**Text section**

Editor’s Note: While the following post discusses rugby, I felt that the parallels with hockey were uncanny. The players union needs to spend more of its resources on post playing days. Enjoy the post and consider the similarities.
With 15 years of top-flight rugby under his belt and a world record 141 international caps to his name, Irishman Brian O’Driscoll has had the type of career that dreams are made of. And now, aged 35 and getting ready to hang up his boots, he can look back with pride on his time in a game that has seen him hailed as one of the best centres in the world. And he can thank his Irish teammates for sending him off with a Six Nations championship following his last match in green in Paris this year.
Few players ever attain the status in rugby that O’Driscoll has achieved and few can claim to have played at the elite level for as long. Indeed, according to a survey commissioned by the Irish Rugby Union Players’ Association, professional players only have an average career span of seven years. This gives them a very short window of opportunity to set themselves up financially for their non-playing days.
A similar New Zealand survey indicates that the average playing career is nine years, during which time a player will suffer some 14 major injuries (those requiring hospitalisation for a minimum of one night or causing him to be sidelined for a month).
More disturbing than the short length of the average playing career, however, are the findings of both surveys that a large number of players fail to cope with retirement from the game. In Ireland, around a third said that they felt that, within two years of leaving the game, they were “not in control of their lives” and a quarter expressed dissatisfaction with their current lives; only around a quarter claimed to happy with their post-rugby careers.
The figures from New Zealand reflect similar problems. Around a third of retired professionals suffer anxiety, depression and stress, with many experiencing problems with drug and alcohol abuse, aggression and difficulties with relationships. A similar number claim to be unemployed and to have financial difficulties.
The difficulties facing players after retirement from the game have prompted rugby authorities and players’ associations in the major playing nations to put in place player development programmes designed to help them adapt to life after rugby. They give advice on education so that players can embark on new careers, financial management and the difference in lifestyle they can expect, as well as providing support services for players in need.
For some players, the physical toll of such a high impact game leaves them with medical issues and recent research showing that head knocks expose players to brain damage and dementia has led rugby authorities to re-examine protocols relating to the handling of concussion and similar injuries.
Other players have their careers cut short by injury, occasionally severe enough to leave them permanently disabled. For them, extra help is needed and, in England, it comes in the form of “Restart”, a players’ charity that gets support from a number of prominent rugby sponsors, including Canterbury of New Zealand.
So while it is inspiring to look back on the wonderful career of a great player like Brian O’Driscoll, let’s spare a thought for those less fortunate and those who continue to struggle with life after rugby.

**Source material**
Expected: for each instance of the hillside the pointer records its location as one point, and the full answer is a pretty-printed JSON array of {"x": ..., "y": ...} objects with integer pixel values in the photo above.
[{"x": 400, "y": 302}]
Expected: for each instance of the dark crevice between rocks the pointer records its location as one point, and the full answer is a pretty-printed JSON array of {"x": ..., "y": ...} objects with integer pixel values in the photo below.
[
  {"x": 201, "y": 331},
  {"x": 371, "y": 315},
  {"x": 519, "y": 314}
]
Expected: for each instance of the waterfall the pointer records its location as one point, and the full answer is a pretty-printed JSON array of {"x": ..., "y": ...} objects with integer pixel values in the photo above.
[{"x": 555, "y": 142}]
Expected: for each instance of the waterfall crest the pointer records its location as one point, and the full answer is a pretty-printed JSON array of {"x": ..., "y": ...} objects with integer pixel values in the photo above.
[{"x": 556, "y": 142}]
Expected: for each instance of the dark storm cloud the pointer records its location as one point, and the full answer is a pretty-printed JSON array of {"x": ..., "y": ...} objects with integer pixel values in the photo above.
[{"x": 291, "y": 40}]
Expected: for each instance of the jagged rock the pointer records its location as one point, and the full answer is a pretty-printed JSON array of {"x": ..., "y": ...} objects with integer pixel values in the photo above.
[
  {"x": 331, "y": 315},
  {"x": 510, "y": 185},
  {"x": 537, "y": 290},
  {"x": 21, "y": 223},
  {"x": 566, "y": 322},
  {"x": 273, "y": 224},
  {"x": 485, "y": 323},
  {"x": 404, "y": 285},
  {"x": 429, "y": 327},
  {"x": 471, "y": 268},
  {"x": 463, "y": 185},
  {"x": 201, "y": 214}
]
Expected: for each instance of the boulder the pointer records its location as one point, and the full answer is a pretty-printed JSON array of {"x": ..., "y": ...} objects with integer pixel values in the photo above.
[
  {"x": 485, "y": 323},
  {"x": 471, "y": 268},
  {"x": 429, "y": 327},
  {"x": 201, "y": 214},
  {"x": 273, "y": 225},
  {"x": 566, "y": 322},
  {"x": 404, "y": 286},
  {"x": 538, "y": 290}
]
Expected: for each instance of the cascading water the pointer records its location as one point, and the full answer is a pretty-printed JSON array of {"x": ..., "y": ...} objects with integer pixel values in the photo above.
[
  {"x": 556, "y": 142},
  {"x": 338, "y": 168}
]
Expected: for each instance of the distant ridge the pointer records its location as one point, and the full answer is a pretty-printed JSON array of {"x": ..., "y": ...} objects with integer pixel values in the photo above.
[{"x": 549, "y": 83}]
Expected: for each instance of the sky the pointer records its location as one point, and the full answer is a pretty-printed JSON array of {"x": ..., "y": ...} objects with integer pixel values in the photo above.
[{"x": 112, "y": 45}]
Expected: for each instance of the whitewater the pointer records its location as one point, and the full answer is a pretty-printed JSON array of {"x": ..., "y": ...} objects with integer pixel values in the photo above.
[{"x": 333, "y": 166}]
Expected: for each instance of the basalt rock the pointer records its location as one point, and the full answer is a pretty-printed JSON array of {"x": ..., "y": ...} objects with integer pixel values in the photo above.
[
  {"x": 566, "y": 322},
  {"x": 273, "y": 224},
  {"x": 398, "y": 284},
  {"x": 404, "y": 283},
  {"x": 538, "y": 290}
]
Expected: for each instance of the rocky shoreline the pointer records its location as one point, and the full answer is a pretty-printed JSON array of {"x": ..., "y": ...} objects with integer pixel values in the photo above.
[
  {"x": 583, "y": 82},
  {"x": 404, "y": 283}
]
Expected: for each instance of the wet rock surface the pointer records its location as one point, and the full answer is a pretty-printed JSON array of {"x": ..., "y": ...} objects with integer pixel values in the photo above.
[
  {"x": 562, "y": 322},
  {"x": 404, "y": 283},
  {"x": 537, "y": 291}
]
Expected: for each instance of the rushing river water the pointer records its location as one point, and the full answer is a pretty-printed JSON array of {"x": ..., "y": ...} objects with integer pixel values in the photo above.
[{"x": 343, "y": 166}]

**Assignment**
In the article on rugby careers, what average career span did the survey commissioned by the Irish Rugby Union Players’ Association find for professional players? The records aren't needed for this.

**Response to this task**
Seven years.